_抜粋本文_
======

これは私が経済史の論文で書いたものです。ちと論文調。テーマは「なぜ日本は工業化できたか。その工業化の特徴は?」というものだったと思います。
まず工業化の要因として,一つに物流システムの確立というものが考えられるが、日本は豊臣秀吉のころから確立しはじめたと言える。秀吉により,大坂という一大消費都市に諸国の物産が集まり、またそこから諸国へ流れていく物流システムの基礎ができあがったからである。それはすでに江戸時代中期に出羽の酒田でとれた紅花が京に運ばれ紅に加工され,その紅を酒田の婦人の唇に使われるという、工業化にとって必要な物流の環流の一大動脈がつくらていたことからも分かる。

ここで注目したいのが,普通他の国ではこの物流システムは商業的要因から発達することがほとんどであるのに対し、日本はむしろ農業的要因から物流システムが確立されたという点である。
江戸時代の農業は実に多量の肥料を狭い農地に投入したが,その肥料はその地方でとれるものではなく、遠くの地で取れた肥料をはるばる船で運んだものを使っていたのである。たとえば木綿などは本来日本では栽培しにくいものであるが、日本はその木綿を育てるために,わざわざ蝦夷地で取れたにしんを肥料として大量に投入していた。そのにしんという肥料を運ぶために生まれたのが,北前船であり、北前交易であったのである。こういう農業が主体となった物流システム発展というのは確かに日本独自であるかもしれない。

日本の農業の特徴として大規模農業よりも家族経営が多く、そのため家畜が減少し、人という労働力に頼っていた点が指摘されているが、これは江戸幕府の伝統的政策で,地主・水呑百姓を発生させず、本百姓を維持することに重点を置いてきたためである。そのため十分に目の届く狭い土地しか農民には与えられなかったため,その狭い土地でいかに生産高を上げるか,すなわち耕地面積当たりの収穫量をいかに増大させるかが江戸時代の農学の目的であったのである。このため一見家畜資本の減少という半近代的な現象に見えるが厳しい規制の仲で農民は必死で収穫高を上げようし、その結果流通の発展を促したのである。

また近代化には知識の蓄積とその普及が必要であるが、日本はその当時でも高い教育水準を誇っていた点はよく指摘されている。
しかしそれだけでは工業化のための知識は不足である。日本が来るべき工業化へ対応しうる知識を得たのはひとえに長崎でのオランダとの交易であった。
よく鎖国というと全く他国文明との拘留が無かったようにとらえられがちだが、幕府はオランダ商船に寄港のたびに「オランダ風説書」というヨーロッパ事情をまとめた書を提出させ,幕閣で検討していた。そのためアヘン戦争についても勃発後すぐに諸般の藩主や知識人らが対策を協議していたのである。それにともなって ヨーロッパの文明・学問も流入し、幕末には知識人は高等数学どころか蒸気機関の仕組みすら完全に理解していたのである。当時遣米使節団がアメリカの工場を案内されたとき,分かり切ったことばかり説明されヒマでしょうがなかったという随員の日記からも読み取ることができる。

======

_実施事項_
• A. 日本の工業化に関する本文に出てくる日本国内の地名を、登場順にすべて挙げてください。「日本」という国名は除き、「出羽の酒田」は一つの地名として扱ってください。
• B. 日本の工業化に関する本文を、最後の文の次から、同じ論文調で書き継いでください。

物体指示に関するデータセット抜粋

======

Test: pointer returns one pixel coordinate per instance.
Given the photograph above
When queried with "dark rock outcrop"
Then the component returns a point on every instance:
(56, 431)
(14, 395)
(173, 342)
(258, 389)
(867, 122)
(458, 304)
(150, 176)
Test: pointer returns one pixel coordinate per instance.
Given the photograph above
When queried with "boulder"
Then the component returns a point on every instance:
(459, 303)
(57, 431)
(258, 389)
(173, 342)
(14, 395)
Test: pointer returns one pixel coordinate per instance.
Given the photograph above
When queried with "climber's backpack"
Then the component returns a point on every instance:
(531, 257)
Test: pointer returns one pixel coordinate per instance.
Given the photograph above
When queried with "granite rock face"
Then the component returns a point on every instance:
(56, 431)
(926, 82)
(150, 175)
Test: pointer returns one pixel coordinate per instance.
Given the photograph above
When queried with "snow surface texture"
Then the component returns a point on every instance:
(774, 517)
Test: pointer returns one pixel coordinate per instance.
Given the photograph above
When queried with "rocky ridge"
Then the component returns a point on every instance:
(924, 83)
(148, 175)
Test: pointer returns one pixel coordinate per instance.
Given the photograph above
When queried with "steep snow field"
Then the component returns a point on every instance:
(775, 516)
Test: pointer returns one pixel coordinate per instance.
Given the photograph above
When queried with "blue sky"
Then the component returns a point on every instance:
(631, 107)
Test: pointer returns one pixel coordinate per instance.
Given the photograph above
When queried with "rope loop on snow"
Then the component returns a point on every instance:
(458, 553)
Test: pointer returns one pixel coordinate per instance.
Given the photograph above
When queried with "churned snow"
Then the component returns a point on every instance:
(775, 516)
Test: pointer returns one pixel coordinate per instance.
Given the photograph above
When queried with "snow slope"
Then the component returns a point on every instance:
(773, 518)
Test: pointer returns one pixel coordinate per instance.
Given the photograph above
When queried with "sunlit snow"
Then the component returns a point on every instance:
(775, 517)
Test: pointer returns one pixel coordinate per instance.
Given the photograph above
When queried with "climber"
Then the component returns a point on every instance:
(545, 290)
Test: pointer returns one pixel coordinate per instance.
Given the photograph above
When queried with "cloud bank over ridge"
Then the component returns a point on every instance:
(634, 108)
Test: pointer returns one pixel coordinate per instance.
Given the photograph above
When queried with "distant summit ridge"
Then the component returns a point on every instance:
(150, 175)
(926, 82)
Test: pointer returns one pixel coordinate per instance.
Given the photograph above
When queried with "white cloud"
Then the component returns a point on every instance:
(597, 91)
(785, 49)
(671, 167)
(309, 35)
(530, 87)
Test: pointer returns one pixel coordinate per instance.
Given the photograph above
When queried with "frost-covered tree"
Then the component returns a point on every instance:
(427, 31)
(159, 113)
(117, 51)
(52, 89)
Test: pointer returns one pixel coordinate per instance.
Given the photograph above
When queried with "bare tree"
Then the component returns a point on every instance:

======

_課題別の出力_
• A. 大坂、出羽の酒田、京、蝦夷地、長崎

• B.
日本は鎖国をしながらも長崎という針の穴からオランダを通じて,ヨーロッパの文明を取り入れ続けていたことが工業化への大きな財産となったと言えるだろう。
そして蓄えられた知識は全国の庄屋を通じて各地方の農民に普及していったのである。
またそういう文化・物産の拘留の発展に参勤交代制が果たした役割は大きかった。交通路の発展を促したほか、江戸で1年間生活した者が地方へ帰ることによって中央の文化が地方に流れていき,文化の均一化が促進されたのである。

また工業化の要因の一つに,イギリスではプロテスタンティズムの流行による勤勉化が指摘されるが、日本でも同じようなことが言える。日本ではその役割を果たしたのが朱子学である。本来、朱子学はイデオロギー色の強いものであるが、日本では朱子学の「勤勉」などの良徳の部分のみを導入し,幕府が積極的に後押しをしていった。そのため日本の国民は勤勉と言われる国民に馴らされていったと言える。貨幣経済という観点から見ると、日本は金貨・銀貨・銅貨といった貨幣に加え、藩札という紙片までもが流通していた。しかもこれらの貨幣はすべて金貨と連動して相場が確定されており、金本位制に近いものがまがりなりにも成立していたのである。

しかし周知の通り江戸時代の間に日本が完全に工業化することはなかった。なぜなら資源のない日本では外国との交易が必要であったが、鎖国という制度によって足枷をされており、工業化は不可能であったからである。しかし逆に考えれば鎖国、即ち他国との流通の欠如という点以外は工業化する条件をひととおりそろえていたとも言える。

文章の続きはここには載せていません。